#### Exercise description
Can you reproduce the rows between the line holding "Identify blue and" and the line holding "[362,110,387,137]", inclusive, with "green apple" renamed to "apple" and everything else left unchanged?

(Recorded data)
☆ ☆ ☆ ☆ ☆

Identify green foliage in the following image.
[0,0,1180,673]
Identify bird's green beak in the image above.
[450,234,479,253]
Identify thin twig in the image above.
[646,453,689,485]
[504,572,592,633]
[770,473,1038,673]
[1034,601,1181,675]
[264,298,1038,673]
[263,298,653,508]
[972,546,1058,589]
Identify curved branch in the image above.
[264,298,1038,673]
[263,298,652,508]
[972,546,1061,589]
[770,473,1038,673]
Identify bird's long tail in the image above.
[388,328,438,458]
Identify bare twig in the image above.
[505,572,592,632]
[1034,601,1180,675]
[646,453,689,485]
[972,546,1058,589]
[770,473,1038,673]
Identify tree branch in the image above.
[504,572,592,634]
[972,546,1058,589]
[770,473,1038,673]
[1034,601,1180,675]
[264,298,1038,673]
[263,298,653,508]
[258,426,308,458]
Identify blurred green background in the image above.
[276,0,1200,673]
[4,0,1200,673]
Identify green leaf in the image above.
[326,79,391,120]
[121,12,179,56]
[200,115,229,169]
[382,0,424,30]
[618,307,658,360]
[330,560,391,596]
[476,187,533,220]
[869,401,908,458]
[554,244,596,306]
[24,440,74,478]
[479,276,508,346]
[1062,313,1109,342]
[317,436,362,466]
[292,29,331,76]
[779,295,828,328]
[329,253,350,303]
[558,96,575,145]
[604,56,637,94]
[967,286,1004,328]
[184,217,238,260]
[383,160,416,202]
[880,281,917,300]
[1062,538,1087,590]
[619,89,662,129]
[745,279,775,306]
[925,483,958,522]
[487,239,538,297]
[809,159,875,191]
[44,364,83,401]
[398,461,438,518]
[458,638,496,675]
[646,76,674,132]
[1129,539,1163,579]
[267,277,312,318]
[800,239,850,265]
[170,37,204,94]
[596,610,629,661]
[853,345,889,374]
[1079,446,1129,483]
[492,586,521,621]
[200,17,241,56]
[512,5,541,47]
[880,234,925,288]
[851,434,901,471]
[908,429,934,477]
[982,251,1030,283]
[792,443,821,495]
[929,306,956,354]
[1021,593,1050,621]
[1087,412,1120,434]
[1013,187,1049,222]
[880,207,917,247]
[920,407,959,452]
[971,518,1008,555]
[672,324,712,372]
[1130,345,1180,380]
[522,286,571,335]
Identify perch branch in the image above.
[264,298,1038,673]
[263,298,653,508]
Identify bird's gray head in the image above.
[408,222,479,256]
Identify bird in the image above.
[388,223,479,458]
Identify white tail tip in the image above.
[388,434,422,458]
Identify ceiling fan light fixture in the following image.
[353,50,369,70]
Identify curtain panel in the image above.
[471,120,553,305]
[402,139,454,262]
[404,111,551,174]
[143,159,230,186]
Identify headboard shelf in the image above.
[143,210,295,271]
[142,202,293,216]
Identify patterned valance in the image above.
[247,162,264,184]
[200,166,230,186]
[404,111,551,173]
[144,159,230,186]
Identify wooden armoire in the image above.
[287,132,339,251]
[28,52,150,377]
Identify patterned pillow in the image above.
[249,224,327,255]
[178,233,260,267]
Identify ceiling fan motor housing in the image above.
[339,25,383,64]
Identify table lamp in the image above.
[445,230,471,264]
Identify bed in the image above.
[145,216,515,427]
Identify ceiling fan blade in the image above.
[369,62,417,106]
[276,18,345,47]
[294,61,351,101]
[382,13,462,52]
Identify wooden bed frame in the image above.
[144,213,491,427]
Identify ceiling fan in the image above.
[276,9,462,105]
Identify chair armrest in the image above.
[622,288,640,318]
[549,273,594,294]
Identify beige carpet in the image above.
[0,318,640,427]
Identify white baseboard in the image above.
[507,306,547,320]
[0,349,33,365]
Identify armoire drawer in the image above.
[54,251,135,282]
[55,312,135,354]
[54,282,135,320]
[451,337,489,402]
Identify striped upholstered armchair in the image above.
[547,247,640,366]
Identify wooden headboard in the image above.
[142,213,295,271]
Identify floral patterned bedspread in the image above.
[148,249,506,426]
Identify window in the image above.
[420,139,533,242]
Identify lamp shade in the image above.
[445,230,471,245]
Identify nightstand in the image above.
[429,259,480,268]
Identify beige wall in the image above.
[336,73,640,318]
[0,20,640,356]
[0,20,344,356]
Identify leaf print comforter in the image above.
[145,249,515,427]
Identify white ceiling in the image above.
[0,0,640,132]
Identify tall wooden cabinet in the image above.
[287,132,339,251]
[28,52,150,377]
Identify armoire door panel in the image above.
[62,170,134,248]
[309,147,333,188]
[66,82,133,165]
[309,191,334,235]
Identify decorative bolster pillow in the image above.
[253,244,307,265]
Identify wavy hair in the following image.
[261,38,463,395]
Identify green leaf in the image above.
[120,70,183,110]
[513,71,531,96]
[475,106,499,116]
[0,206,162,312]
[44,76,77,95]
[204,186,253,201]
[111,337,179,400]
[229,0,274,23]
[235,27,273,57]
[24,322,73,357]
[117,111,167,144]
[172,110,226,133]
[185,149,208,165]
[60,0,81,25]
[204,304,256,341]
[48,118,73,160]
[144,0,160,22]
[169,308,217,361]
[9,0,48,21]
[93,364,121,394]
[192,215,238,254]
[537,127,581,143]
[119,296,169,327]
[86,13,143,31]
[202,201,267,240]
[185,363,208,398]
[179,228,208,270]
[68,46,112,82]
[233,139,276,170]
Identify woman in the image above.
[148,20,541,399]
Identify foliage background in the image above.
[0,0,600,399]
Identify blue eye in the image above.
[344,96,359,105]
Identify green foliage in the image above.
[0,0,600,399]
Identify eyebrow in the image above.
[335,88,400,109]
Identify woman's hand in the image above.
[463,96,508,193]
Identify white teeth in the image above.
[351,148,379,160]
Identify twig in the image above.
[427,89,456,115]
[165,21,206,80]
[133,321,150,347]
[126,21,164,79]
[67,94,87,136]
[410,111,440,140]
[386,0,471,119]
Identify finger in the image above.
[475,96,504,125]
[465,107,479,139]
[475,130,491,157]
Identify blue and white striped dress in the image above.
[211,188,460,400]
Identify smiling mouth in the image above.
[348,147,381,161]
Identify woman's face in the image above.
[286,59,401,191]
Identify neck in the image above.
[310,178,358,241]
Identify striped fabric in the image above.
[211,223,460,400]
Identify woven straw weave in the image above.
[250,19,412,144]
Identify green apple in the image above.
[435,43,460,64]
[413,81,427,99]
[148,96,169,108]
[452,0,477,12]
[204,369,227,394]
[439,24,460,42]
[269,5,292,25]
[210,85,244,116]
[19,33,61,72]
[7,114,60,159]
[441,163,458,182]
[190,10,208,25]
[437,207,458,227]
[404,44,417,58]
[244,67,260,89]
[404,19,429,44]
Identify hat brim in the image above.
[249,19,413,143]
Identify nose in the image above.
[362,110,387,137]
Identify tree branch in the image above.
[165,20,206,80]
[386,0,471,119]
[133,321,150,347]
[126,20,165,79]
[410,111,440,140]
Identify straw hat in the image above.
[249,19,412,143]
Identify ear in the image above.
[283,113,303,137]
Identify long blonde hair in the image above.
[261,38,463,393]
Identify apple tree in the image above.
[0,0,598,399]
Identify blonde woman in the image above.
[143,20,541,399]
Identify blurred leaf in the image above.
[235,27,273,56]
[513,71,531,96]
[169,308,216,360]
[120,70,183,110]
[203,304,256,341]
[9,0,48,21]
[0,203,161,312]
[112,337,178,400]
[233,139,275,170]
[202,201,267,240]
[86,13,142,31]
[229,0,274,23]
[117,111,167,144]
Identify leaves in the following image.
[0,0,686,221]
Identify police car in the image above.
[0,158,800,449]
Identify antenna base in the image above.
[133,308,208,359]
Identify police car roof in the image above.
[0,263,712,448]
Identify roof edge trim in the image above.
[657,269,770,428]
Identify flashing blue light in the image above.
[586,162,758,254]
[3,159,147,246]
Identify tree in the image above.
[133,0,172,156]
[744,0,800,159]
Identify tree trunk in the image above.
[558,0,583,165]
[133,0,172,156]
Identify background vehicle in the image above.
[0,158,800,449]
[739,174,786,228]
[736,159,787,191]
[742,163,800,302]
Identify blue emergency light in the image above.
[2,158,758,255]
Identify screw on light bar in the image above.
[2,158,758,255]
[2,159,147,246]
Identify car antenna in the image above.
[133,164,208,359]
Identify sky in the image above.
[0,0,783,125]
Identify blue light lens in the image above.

☆ ☆ ☆ ☆ ☆

#### Complete output
Identify blue and white striped dress in the image above.
[211,188,460,400]
Identify smiling mouth in the image above.
[348,147,381,161]
Identify woman's face in the image above.
[286,59,401,191]
Identify neck in the image above.
[310,178,358,241]
Identify striped fabric in the image above.
[211,223,460,400]
Identify woven straw weave in the image above.
[250,19,412,144]
Identify apple in the image above.
[435,43,460,64]
[413,81,427,99]
[148,96,169,108]
[452,0,477,12]
[204,369,227,394]
[439,24,460,42]
[269,5,292,25]
[210,85,244,116]
[19,33,61,72]
[7,114,60,159]
[441,163,458,182]
[190,10,208,25]
[437,207,458,227]
[404,44,417,58]
[244,67,260,89]
[404,19,429,44]
Identify hat brim in the image above.
[249,19,413,143]
Identify nose in the image above.
[362,110,387,137]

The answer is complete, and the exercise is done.